# Text to read
..............................

The averages of all the tests’ g loadings before and after age was partialed out were .55 and .35, respectively. This is a much larger difference than was found for all the residualized first-order factor loadings, which averaged .32 before and .37 after age was partialed out. The proportion of the total variance in the whole test battery attributable to g (with age-in) is .30; with age-out it is reduced to .12. The positive difference (+.18) may be considered a developmental component of the g variance. Removing this developmental component by partialing out age from the correlation matrix has the opposite effect on the proportion of common factor variance due to non-g, which is increased slightly from .10 (for age-in) to .14 (for age-out). The correlation between the vectors of g loadings for age-in and age-out is only .61, while the correlation between the age-in and age-out vectors for non-g loadings is .83, further indicating that g is more reflective of age or developmental effects than is non-g. The most g-loaded tests also show the largest decrements with age partialed out (g x g-decrement rank-order r = +.50, P < .01). The essential point here is that various tests are differentially reflective of the developmental component of the g factor. As children grow up they acquire more specific bits of information and particular skills, but also their learning ability, or the speed and efficiency of their information-processing capacity, increases and is reflected by the g factor.

1.1.2. The Garrett et al. study

In their classic paper on the ‘‘age differentiation’’ hypothesis, Garrett, Bryan, and Pearl (1935) provide means, S.D.s, and correlation matrices for 10 diverse mental tests given to groups of school children of ages 9 and 12 years, separately for boys and girls, with nearly equal n’s in each subgroup, for a total N = 421. As the data for boys and girls are highly similar on all these variables, the sexes were combined to increase the reliability of the analysis. (Garrett’s 15-year age group is not used because comparing it with the age 12 group is not statistically independent of the comparison made between ages 9 and 12, as the two comparisons would have one age group in common.) These pseudo-race groups, then, are used here to determine whether the Spearman effect shows up between groups differing in CA by correlating the vector of mean standardized differences between the two age groups on each of the 11 tests with the corresponding vector of those tests’ g loadings. (The g vectors were averaged across the sexes and age groups, as their congruence coefficients are all above .95, indicating that they are highly similar.) The vectors of standardized differences and g loadings showed a Pearson r of +.48 and a Spearman rank correlation of +.51; with n=10 values in each vector, both correlations are significant (P < .05). This correlation, however, is somewhat smaller than the correlation of about .60 typically found in the Spearman effect based on the test score differences between same-age W’s and B’s. This lower correlation in the study by Garrett et al. is largely the result of restricted variation among the tests’ g loadings. Because Garrett et al.’s age groups differed by 3 years (ages 9 and 12), the mean standardized difference between the two age groups on the 10 subtests was 1.33z; this is a much larger difference than the subtest differences between W and B groups, which typically average 0.6z to 0.7z (Jensen, 1998, p. 382).

1.1.3. The British Ability Scales (BAS)

..............................

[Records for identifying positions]
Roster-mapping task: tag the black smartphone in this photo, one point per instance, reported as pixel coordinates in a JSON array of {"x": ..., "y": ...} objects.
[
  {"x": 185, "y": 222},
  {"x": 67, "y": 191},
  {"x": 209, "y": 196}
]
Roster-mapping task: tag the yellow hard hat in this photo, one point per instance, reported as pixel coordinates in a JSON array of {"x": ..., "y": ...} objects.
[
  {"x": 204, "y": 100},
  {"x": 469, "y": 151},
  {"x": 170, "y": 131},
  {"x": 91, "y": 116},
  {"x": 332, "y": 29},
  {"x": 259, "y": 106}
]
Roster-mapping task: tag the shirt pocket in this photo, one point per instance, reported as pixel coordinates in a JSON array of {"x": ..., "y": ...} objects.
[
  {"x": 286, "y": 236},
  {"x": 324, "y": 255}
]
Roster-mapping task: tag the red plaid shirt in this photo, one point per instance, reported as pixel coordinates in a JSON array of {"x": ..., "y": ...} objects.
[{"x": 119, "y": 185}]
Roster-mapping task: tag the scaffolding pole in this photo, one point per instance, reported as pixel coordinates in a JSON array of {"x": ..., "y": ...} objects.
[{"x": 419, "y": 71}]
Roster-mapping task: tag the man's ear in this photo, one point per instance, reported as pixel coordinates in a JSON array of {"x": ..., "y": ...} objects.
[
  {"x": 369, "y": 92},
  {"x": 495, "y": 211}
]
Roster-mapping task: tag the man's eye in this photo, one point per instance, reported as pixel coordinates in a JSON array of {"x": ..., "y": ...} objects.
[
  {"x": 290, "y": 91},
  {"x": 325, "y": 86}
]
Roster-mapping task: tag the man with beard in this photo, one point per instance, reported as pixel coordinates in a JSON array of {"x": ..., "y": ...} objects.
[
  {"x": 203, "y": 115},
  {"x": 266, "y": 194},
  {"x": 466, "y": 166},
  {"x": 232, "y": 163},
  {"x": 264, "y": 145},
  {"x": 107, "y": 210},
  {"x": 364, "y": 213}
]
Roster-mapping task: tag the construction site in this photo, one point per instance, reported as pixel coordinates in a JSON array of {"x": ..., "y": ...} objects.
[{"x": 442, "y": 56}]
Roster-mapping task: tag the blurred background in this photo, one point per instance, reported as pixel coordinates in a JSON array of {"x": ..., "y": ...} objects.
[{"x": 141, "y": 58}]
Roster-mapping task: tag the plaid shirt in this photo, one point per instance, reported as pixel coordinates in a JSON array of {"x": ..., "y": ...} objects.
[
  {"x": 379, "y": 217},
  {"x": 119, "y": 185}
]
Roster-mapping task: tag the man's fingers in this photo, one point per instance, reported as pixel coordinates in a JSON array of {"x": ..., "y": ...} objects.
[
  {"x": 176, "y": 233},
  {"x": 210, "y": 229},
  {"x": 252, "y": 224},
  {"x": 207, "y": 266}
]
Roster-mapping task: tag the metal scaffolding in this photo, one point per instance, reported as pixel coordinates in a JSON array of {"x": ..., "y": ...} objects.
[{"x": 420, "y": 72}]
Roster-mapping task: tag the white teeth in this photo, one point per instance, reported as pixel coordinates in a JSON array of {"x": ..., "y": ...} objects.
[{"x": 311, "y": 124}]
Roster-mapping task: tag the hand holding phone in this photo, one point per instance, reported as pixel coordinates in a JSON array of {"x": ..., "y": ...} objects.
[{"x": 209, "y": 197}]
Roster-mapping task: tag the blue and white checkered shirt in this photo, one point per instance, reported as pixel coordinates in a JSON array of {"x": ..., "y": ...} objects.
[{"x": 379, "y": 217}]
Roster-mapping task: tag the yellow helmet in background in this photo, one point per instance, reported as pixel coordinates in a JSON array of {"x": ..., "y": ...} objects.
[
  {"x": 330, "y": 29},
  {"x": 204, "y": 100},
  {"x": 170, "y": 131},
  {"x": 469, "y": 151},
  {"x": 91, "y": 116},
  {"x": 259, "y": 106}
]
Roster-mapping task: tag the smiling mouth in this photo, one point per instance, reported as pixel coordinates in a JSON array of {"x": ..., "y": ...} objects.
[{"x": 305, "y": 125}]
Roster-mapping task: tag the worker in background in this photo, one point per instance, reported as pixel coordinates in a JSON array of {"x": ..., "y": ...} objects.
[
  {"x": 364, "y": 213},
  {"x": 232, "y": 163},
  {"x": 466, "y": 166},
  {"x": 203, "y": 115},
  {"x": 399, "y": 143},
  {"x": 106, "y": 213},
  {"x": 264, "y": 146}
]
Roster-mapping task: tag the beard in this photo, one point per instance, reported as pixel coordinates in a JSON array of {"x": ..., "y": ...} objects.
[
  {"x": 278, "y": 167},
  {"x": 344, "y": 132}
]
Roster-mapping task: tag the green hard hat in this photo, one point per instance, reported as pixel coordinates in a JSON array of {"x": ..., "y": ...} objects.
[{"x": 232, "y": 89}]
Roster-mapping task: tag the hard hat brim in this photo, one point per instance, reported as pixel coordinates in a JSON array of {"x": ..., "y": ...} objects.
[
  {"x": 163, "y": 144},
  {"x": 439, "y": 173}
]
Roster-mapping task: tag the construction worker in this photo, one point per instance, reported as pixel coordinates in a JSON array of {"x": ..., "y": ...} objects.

..............................

# Short task 1
According to the text on g loadings and age differences, what was the mean standardized difference between the age 9 and age 12 groups on the 10 subtests?
# Short task 2
Resume the text on g loadings and age differences after its final heading.

# Result 1
1.33z

# Result 2
The Technical Manual (Elliott, 1983) for the BAS provides a wealth of raw score data for different age groups representative of the British population, of which only the normative data on 8- and 10-year-old boys are examined here. These age groups were selected because 8/10 is fairly close to the ratio of average mental-age levels of B and W 10-year-olds, respectively, with the W IQ = 100, the B IQ = 80, a difference equivalent to 1.3σ. The mean of the standardized differences between the groups, ages 10 and 8 years, on the 18 subtests, is 0.59, which is close to the average of the subtest differences in W–B (same-age) comparisons.

The BAS is one of the most exceptionally well constructed of modern psychometric tests, with 18 subtests of highly diverse abilities. The g factor of this battery is represented by the first principal component of the 18 subtests obtained for these age groups. The vector of subtests’ g loadings and the vector of standardized mean differences between 10- and 8-year-olds’ test scores are significantly correlated, with Pearson r = .49 and Spearman’s rank correlation = .57, values similar to those found in the Garrett data, and somewhat below the correlation typically found for the Spearman effect in W–B comparisons. However, it is impossible to determine the cause of this lower correlation without a comparison group of B’s on the BAS.

1.1.4. The Kaufman Assessment Battery for Children (K-ABC)

The K-ABC Interpretive Manual (Kaufman & Kaufman, 1983) provides raw score data that can be treated in the same way as was done with the BAS. Two sets of comparisons were made with the K-ABC national standardization sample, based on test score differences between ages 8 and 10 years and between ages 9 and 11 years. The first principal factor of the 13 K-ABC subtests is used as the measure of g. The vector of the 13 subtests’ g loadings and the standardized mean difference between the groups of age 10 and age 8 are correlated by Pearson r =.75 and Spearman rank correlation =.79; with n = 13, both correlations are significant (P < .01). The corresponding correlations based on the groups of age 11 and age 9 are Pearson r = .76, Spearman r_{s} = .73. This is the only test for which the Spearman effect for pseudo-race groups can be directly compared with same-age W and B groups, as seen in the following study.

1.1.5. The Naglieri and Jensen study

Naglieri and Jensen (1987) compared groups of 86 W and 86 B children matched pairwise for age (mean = 10.75 years), school, sex, and socioeconomic status (SES). The W–B IQ difference was 0.77σ, equivalent to 12 IQ points. The g factor loadings of the 13 K-ABC subtests were here represented by the first principal factor of the national standardization data. The vector of subtests’ g loadings and the vector of standardized mean differences between the W and B groups are correlated by Pearson r = .74, Spearman r_{s} = .77. These correlations are nearly the same as the corresponding correlations obtained on the K-ABC in the pseudo-race comparisons (ages 9–11 and 8–10). Close matching of the racial samples for educational background and SES evidently increased, or at least did not lessen, the Spearman effect, that is, the predictability of the W–B differences in test scores by the sizes of their g loadings.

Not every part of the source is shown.